((
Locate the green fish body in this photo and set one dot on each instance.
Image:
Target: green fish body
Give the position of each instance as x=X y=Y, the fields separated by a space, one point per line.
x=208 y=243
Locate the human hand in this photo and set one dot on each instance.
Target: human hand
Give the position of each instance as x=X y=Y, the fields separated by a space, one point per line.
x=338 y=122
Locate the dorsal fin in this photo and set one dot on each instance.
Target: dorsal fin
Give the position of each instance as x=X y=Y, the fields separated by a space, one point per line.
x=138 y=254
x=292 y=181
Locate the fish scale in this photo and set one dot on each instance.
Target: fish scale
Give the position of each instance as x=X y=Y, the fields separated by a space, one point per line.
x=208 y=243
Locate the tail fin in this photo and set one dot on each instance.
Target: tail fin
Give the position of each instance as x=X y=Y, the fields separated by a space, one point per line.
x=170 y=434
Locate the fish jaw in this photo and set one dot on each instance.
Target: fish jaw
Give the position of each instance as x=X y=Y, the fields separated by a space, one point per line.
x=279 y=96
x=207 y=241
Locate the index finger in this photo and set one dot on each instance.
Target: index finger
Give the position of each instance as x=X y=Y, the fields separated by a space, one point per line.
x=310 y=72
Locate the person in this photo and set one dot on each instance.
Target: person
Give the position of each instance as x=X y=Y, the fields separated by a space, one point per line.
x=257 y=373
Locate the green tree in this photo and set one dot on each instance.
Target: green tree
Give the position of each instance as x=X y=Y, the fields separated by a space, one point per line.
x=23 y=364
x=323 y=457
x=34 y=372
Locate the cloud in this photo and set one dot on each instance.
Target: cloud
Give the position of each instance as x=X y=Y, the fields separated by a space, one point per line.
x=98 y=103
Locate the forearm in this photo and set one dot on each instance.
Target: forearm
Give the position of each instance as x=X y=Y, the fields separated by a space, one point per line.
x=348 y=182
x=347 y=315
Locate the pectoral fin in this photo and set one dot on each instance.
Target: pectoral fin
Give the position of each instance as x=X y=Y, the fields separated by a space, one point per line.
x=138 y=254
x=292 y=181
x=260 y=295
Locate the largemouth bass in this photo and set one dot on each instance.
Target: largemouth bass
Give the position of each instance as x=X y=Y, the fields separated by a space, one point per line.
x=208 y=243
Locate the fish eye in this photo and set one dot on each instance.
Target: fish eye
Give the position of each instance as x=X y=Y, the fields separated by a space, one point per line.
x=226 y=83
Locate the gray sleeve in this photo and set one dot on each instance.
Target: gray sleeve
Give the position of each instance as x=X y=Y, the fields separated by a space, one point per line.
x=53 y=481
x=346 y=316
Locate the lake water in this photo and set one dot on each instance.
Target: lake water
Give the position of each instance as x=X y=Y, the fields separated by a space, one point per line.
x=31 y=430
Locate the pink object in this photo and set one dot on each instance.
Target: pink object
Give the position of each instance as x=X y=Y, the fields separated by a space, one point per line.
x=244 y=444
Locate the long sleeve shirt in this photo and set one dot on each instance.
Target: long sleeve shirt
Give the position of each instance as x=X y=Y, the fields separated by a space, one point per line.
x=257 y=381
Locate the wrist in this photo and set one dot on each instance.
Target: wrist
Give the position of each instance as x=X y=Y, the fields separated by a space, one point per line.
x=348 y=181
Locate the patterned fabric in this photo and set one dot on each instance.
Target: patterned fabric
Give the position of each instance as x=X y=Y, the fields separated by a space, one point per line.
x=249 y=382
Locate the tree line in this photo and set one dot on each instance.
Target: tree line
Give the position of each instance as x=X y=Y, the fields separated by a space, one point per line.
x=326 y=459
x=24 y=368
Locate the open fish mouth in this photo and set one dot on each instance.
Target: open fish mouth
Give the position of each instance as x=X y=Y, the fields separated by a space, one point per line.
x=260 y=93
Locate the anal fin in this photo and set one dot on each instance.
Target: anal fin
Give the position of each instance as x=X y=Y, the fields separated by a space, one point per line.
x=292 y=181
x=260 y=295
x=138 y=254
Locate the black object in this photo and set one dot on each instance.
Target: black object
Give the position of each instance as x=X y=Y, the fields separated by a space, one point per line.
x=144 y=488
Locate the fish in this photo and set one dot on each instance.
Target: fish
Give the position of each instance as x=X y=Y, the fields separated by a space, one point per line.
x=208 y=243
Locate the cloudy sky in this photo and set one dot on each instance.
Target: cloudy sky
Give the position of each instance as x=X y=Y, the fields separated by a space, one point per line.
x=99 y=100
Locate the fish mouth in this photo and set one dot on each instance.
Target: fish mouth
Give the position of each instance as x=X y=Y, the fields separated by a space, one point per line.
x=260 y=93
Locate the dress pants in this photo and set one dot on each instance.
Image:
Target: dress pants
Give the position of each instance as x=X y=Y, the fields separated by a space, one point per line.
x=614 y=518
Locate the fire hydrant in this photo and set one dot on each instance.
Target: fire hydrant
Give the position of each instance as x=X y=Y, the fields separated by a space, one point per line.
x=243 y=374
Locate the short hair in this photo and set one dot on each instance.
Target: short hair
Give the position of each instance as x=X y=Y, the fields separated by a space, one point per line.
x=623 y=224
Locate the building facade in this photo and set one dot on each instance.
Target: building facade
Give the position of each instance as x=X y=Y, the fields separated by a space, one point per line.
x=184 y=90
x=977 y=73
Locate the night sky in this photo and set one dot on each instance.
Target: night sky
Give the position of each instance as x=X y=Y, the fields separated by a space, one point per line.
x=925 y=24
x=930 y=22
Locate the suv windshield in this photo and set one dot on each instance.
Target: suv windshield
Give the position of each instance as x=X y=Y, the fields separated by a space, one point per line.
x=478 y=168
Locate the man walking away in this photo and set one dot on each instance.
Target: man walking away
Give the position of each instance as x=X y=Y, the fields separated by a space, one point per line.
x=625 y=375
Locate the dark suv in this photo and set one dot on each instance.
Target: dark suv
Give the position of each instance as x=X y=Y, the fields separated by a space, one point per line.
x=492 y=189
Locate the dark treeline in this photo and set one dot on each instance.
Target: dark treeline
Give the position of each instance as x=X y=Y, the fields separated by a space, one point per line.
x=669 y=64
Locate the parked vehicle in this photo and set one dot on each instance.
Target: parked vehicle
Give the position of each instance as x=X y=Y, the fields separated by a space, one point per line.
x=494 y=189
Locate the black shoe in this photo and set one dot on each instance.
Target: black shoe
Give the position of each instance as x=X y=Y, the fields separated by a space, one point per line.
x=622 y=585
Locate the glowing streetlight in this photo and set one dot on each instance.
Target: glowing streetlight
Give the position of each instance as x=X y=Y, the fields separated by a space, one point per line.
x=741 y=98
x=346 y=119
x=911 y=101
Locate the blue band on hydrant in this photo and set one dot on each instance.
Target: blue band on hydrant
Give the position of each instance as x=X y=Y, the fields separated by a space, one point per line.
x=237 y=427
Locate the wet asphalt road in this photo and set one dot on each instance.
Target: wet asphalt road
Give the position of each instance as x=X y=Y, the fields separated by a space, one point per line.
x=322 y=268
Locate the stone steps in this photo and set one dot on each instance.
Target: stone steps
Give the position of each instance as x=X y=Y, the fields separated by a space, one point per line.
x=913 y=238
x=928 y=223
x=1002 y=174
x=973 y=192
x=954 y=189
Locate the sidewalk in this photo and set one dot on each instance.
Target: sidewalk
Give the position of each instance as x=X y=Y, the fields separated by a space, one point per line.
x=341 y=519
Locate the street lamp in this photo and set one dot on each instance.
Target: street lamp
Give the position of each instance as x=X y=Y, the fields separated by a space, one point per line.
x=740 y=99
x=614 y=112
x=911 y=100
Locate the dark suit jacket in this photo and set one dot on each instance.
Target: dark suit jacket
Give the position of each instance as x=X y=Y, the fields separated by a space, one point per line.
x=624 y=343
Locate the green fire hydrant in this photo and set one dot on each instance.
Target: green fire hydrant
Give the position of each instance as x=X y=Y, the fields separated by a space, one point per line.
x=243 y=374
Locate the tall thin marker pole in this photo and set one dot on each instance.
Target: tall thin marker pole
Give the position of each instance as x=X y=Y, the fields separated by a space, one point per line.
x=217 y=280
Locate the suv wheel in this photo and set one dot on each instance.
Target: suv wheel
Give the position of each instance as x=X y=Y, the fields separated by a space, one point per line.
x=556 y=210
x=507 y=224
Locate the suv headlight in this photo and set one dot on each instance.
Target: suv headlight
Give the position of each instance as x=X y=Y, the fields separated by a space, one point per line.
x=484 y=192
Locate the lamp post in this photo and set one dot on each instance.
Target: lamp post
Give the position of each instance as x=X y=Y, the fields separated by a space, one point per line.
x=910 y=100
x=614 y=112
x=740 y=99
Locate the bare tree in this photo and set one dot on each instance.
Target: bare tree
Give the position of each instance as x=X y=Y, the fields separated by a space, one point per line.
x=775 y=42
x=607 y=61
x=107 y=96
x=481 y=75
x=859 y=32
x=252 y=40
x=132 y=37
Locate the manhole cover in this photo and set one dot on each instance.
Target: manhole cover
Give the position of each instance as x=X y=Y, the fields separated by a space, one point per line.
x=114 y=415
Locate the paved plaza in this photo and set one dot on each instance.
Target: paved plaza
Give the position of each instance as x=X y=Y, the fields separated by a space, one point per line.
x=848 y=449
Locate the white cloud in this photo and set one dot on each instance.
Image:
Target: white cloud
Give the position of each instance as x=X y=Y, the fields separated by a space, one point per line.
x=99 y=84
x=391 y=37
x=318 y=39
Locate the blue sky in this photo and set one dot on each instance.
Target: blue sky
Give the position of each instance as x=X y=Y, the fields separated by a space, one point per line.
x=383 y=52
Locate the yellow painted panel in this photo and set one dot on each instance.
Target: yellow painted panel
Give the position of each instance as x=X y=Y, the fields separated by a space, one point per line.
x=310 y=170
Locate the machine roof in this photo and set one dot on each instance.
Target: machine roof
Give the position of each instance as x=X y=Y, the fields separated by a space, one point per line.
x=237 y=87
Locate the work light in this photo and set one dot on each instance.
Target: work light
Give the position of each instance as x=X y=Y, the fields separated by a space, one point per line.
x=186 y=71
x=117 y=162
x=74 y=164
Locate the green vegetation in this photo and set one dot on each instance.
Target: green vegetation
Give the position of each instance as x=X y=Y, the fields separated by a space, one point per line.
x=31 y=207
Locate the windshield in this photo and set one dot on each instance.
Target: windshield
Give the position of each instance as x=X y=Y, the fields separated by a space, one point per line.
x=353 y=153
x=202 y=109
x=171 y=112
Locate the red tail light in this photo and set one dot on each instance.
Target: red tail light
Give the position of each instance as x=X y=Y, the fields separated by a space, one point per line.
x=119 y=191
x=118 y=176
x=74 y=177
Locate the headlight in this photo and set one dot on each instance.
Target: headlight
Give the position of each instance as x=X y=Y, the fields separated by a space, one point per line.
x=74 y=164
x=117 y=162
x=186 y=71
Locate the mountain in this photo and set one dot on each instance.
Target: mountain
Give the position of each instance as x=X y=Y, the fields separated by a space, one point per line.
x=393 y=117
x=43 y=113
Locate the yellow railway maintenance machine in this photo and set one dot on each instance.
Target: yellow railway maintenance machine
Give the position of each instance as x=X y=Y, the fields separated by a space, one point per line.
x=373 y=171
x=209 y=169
))
Search the data for "treeline". Copy every line that has it.

## Answer to the exercise
Locate the dark treeline in this photo and set one dot on each instance.
Target: dark treeline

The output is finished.